--- BEGIN Source text ---

Birds of a Feather: Putin Visits North Korea's Kim Jong Un in a James Bond Movie Supervillain Summit

AP Photo/Martin Meissner

Russian President Vladimir Putin touched down in the hermit kingdom of North Korea at 2:45 a.m. Wednesday local time and was greeted by “huge welcome banners and Russian flags” in his first visit since 2020.


He is scheduled to meet with North Korean despot Kim Jong Un later in the day:

Putin is scheduled to meet Kim later on Wednesday, when they will sign agreements designed to deepen a relationship that has strengthened significantly since Russia’s February 2022 invasion of Ukraine.

Kim, who met Putin in Vladivostok during a week-long visit to Russia last September, is one of the few world leaders to have voiced unequivocal support for the war, while Putin has described the pair as “comrades-in-arms” against western attempts to isolate them through sanctions.

What the two leaders lack in humanity, they try to make up for with pomp and circumstance:

The two dictators seem to be finding common ground over Russia’s assault on Ukraine and their shared hatred of the West.

--- END Source text ---
--- BEGIN Supplied material ---

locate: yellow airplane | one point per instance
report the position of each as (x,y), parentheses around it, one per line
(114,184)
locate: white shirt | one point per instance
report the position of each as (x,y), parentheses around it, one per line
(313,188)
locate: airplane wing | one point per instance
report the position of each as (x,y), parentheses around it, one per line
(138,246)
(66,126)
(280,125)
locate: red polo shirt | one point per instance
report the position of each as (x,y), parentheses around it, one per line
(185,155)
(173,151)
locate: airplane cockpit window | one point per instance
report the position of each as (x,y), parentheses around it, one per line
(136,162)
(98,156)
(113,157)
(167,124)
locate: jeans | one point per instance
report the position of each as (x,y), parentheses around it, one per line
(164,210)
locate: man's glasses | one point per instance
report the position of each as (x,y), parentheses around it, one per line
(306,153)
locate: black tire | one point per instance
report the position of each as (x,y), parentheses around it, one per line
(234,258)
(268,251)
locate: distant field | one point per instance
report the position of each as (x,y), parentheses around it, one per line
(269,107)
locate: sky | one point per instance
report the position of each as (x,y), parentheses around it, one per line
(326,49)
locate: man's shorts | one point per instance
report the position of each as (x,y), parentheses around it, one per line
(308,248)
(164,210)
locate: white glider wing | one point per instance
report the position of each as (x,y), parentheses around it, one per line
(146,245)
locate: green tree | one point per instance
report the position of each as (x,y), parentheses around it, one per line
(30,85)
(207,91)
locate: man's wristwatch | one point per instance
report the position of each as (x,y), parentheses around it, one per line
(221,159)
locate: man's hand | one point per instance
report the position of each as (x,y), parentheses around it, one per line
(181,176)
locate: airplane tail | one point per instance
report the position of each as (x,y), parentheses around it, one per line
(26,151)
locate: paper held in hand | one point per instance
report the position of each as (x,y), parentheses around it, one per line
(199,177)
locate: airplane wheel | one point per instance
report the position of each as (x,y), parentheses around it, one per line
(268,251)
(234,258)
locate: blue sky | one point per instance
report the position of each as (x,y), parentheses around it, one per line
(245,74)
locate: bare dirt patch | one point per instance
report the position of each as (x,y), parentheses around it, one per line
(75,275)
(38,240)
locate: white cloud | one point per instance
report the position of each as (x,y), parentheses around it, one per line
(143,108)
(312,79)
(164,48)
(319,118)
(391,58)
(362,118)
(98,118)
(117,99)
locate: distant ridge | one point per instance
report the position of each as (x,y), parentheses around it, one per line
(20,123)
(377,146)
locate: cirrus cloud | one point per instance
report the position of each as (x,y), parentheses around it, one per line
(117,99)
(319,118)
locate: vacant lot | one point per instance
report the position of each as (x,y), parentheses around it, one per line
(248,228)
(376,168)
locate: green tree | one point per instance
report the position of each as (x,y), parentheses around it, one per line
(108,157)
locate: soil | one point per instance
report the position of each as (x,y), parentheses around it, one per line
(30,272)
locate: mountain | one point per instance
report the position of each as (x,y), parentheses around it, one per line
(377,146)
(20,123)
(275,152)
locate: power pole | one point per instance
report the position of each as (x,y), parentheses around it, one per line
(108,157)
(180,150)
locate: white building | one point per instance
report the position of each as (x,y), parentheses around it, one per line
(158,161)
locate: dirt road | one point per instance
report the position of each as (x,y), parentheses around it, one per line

--- END Supplied material ---

- [Given instruction 1]: In the text about Putin's visit to North Korea, at what time did Putin touch down?
- [Given instruction 2]: Take the part of the text about Putin's visit to North Korea starting with "He is scheduled" and going on through "of the West.", and write it out with "Vladivostok" swapped for "Khabarovsk".

- [Task output 1]: 2:45 a.m. Wednesday local time

- [Task output 2]:
He is scheduled to meet with North Korean despot Kim Jong Un later in the day:

Putin is scheduled to meet Kim later on Wednesday, when they will sign agreements designed to deepen a relationship that has strengthened significantly since Russia’s February 2022 invasion of Ukraine.

Kim, who met Putin in Khabarovsk during a week-long visit to Russia last September, is one of the few world leaders to have voiced unequivocal support for the war, while Putin has described the pair as “comrades-in-arms” against western attempts to isolate them through sanctions.

What the two leaders lack in humanity, they try to make up for with pomp and circumstance:

The two dictators seem to be finding common ground over Russia’s assault on Ukraine and their shared hatred of the West.